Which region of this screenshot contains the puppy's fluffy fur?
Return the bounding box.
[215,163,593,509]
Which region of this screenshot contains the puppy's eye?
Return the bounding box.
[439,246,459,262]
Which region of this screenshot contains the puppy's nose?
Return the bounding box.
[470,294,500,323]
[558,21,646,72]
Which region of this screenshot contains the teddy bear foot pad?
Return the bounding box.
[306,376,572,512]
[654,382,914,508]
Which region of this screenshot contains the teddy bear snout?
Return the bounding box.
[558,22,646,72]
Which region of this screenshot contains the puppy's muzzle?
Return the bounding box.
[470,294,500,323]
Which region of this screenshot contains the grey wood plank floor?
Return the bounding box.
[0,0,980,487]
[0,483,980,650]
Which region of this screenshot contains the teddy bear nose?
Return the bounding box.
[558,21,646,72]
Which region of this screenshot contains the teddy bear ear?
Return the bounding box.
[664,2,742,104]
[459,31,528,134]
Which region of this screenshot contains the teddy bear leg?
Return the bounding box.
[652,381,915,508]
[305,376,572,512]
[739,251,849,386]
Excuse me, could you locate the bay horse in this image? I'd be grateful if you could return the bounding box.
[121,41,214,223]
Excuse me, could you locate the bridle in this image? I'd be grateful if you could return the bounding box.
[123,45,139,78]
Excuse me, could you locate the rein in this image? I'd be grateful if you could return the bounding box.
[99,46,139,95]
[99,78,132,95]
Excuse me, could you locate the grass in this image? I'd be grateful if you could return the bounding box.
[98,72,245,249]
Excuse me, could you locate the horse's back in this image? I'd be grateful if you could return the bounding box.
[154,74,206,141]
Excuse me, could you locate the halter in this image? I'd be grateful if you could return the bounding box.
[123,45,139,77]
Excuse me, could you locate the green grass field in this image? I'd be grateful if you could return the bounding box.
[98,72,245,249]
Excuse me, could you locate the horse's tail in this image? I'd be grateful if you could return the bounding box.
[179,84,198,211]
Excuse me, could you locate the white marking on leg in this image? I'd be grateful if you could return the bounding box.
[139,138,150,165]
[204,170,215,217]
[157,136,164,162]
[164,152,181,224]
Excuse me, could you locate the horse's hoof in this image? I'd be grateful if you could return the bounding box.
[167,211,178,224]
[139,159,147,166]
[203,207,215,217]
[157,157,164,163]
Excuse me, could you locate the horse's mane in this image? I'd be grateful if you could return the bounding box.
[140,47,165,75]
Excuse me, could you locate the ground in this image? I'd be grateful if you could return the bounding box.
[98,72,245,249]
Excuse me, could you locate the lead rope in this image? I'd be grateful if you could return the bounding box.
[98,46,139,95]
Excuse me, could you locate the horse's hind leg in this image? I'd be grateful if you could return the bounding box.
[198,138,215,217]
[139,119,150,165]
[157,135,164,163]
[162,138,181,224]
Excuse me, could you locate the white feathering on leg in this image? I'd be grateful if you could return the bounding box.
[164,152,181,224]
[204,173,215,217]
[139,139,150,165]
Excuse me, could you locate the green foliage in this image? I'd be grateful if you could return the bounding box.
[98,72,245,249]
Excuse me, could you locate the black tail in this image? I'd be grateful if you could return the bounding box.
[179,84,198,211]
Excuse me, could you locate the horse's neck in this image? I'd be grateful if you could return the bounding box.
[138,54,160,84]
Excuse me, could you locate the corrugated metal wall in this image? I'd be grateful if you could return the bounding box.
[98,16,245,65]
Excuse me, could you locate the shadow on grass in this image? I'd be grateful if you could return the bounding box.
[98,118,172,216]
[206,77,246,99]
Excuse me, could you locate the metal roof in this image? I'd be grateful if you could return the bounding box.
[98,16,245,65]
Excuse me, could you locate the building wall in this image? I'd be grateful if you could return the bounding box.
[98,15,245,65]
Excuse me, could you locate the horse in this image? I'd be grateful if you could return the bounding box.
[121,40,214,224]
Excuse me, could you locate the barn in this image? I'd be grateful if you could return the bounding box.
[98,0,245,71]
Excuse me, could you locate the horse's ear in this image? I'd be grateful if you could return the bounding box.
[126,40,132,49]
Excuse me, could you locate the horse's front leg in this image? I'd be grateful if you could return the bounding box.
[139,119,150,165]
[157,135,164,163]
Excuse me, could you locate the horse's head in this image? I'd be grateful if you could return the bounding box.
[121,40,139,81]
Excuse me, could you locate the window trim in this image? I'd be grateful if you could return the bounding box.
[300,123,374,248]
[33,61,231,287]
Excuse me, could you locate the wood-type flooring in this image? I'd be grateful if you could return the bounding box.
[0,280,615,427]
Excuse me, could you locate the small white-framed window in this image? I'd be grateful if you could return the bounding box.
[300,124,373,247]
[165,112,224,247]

________

What the exercise asks: State how many lines of the records above contain the word "green", treating case as significant, and give only that number.

The answer: 2